* Written problem: Pull out every line in the rows below that contains the word "lamp", copying each such line in full. Case counts when matching.

(A block of data)
:::

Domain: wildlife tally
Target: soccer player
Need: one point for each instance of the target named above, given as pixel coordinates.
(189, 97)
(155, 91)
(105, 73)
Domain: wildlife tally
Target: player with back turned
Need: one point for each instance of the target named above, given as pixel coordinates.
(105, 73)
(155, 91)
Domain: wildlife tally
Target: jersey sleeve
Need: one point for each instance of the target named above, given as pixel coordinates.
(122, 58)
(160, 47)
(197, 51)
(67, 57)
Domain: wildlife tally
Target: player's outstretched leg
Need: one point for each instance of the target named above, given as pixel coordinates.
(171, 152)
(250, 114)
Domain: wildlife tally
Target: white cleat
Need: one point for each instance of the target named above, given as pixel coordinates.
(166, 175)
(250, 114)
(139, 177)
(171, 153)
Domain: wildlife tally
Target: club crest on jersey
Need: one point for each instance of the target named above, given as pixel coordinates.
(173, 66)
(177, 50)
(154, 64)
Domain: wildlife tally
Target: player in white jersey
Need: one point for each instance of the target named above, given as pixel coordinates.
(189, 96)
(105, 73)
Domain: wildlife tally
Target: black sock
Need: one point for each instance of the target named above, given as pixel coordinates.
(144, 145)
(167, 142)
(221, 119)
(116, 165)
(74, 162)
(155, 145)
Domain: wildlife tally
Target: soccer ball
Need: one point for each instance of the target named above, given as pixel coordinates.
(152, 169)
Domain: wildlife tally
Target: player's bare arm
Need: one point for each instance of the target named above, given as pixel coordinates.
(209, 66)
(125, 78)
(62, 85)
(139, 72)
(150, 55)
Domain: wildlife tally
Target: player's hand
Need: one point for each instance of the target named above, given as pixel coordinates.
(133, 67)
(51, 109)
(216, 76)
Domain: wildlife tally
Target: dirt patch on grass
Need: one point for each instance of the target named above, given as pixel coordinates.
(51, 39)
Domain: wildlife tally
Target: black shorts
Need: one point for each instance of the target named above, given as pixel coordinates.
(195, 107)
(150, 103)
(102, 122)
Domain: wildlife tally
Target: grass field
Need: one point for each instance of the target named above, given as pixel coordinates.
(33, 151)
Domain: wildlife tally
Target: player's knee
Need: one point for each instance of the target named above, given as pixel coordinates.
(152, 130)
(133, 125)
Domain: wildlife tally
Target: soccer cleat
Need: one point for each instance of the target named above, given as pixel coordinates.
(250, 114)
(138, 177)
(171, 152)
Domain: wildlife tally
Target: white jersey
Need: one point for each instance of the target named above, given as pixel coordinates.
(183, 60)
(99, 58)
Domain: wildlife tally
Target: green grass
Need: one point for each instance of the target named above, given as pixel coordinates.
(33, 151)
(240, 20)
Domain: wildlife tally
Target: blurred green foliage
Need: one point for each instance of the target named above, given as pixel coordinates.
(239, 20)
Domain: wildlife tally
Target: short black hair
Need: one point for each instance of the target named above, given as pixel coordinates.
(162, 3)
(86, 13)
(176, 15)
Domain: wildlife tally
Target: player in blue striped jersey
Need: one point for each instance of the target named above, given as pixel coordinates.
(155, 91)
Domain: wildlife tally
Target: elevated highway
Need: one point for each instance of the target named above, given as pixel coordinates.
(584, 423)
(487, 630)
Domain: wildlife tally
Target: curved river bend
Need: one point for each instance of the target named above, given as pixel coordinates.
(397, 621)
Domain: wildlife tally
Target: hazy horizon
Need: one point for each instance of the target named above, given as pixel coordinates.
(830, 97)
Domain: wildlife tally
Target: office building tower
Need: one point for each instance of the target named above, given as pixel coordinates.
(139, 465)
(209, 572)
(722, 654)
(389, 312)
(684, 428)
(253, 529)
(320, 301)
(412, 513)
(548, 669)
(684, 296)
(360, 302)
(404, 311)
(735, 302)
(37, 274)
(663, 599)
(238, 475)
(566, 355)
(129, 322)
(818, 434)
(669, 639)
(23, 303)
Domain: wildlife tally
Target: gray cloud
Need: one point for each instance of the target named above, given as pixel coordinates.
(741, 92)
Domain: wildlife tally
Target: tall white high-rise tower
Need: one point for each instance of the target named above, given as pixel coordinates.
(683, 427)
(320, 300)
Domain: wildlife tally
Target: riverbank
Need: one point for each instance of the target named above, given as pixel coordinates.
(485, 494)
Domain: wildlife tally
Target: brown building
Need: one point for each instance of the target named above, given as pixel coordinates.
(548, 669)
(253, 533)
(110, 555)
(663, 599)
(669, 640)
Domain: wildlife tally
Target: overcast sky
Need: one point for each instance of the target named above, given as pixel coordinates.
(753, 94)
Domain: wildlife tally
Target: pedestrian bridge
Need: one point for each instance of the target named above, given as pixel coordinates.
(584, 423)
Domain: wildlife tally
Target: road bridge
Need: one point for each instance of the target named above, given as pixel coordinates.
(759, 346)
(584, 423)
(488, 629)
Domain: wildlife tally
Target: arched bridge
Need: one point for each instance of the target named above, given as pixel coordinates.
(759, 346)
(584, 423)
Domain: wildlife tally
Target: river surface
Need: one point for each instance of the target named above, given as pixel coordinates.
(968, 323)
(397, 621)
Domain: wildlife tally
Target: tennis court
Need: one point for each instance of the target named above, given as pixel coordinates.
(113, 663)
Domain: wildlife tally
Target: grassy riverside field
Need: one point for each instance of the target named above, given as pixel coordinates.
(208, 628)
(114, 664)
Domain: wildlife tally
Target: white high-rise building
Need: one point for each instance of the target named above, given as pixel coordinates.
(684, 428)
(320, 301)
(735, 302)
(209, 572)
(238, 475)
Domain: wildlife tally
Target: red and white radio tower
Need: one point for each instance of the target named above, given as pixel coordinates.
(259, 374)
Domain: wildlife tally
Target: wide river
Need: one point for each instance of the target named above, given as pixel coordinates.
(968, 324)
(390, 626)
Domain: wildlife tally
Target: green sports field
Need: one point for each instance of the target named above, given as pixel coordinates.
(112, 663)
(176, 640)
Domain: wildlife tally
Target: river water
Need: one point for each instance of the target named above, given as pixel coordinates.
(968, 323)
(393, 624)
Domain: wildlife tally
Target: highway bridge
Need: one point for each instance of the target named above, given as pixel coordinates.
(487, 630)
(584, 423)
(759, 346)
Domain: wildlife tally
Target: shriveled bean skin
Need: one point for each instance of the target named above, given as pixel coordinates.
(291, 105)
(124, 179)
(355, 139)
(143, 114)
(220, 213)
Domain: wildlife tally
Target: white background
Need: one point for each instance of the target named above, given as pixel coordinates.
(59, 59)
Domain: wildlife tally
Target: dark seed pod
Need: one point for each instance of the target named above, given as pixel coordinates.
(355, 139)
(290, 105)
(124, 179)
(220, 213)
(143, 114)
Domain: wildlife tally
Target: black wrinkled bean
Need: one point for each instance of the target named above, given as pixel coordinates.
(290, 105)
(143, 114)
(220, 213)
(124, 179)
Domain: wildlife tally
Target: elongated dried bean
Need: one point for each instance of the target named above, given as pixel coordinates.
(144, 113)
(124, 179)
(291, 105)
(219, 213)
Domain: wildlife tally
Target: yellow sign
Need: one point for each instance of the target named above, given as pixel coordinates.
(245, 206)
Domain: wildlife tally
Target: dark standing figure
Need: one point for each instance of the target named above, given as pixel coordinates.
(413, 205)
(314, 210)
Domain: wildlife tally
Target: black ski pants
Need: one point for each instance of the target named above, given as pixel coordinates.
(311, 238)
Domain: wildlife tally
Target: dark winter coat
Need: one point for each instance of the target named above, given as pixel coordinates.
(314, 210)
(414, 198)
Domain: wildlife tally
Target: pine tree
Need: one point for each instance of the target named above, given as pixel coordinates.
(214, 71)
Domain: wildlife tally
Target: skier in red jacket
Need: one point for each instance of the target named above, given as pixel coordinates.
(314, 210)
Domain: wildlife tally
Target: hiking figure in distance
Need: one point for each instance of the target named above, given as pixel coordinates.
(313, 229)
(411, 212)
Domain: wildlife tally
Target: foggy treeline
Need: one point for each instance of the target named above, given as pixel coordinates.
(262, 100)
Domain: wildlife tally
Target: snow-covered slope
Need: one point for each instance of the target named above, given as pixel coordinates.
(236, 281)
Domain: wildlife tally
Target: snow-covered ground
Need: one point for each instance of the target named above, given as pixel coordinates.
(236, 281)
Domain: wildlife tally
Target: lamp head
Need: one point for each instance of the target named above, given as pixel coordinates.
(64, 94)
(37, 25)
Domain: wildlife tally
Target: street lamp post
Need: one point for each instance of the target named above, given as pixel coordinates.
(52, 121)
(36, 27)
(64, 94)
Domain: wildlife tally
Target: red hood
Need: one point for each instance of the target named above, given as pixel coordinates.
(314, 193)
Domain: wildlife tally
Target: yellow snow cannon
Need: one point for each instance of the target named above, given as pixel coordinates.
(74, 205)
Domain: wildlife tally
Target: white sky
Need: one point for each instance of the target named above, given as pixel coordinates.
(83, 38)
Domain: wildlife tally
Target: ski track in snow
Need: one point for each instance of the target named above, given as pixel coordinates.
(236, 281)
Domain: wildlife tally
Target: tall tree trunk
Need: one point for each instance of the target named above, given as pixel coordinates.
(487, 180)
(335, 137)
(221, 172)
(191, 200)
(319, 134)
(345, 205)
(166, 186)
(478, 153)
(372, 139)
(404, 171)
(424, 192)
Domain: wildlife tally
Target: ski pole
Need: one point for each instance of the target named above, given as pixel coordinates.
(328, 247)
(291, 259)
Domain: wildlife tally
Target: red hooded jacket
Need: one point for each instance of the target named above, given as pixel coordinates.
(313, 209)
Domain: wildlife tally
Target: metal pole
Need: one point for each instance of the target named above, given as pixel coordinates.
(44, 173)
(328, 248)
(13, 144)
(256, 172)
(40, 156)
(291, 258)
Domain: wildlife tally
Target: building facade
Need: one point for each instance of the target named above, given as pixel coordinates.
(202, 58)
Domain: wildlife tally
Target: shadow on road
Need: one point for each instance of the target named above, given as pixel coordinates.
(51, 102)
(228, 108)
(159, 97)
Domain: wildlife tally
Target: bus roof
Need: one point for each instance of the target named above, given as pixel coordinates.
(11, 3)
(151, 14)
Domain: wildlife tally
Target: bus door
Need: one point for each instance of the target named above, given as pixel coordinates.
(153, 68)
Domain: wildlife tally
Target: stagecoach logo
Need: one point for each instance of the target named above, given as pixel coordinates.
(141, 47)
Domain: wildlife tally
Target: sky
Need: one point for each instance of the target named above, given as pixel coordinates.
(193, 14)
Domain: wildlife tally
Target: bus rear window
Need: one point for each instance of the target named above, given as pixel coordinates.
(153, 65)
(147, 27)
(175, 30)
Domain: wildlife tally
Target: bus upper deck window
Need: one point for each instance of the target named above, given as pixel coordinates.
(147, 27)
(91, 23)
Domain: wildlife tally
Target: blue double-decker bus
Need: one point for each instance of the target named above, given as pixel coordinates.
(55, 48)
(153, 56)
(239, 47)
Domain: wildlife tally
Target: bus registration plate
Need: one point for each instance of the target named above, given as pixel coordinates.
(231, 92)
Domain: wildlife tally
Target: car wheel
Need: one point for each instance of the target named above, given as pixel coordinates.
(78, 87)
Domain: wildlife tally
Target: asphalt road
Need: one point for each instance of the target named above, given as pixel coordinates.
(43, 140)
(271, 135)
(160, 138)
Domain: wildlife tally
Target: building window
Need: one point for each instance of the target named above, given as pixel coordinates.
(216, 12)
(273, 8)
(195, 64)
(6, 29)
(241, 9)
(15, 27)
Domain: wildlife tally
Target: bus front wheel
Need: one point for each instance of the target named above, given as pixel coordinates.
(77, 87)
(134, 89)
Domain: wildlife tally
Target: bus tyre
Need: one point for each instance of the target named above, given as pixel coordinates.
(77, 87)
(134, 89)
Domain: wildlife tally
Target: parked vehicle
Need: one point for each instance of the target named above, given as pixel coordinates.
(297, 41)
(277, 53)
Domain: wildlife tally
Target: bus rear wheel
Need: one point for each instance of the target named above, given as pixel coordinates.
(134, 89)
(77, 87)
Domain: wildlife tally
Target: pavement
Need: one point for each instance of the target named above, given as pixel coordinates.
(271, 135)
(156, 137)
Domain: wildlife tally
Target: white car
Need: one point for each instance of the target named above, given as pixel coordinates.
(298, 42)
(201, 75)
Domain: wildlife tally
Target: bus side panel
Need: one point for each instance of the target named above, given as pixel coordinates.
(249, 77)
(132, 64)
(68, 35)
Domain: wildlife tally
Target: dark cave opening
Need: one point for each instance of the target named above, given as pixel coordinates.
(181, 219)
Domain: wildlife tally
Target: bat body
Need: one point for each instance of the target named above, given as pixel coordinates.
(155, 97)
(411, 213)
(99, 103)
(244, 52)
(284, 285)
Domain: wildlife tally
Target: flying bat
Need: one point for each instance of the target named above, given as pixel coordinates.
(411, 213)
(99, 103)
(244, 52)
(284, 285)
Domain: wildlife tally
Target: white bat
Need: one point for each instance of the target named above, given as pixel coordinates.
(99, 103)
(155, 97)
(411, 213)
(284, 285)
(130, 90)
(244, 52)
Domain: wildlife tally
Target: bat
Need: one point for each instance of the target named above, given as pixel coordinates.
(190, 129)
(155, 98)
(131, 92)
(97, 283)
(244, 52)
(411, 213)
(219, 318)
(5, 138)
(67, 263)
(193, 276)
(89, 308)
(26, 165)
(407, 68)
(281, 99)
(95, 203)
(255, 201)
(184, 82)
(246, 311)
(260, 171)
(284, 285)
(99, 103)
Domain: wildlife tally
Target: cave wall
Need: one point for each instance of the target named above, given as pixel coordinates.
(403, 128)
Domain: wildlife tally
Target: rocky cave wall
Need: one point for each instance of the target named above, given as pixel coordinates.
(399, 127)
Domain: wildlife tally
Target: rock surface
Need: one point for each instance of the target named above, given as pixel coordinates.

:::

* Full output:
Target: lamp head
Target: street lamp post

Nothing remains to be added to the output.